DATA SHOWN:
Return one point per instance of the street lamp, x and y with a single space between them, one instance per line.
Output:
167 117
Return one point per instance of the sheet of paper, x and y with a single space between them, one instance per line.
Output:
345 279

GIVEN EXERCISE: Can you repeat each of the items above, word for word, without changing anything?

RESULT FOR THIS TASK:
Return one point per instance of the street lamp, x and y with a single space between them, one instance per line.
Output:
167 117
Return one point per instance of the sheet of paper, x and y with a single space between them, one instance per line.
Output:
345 279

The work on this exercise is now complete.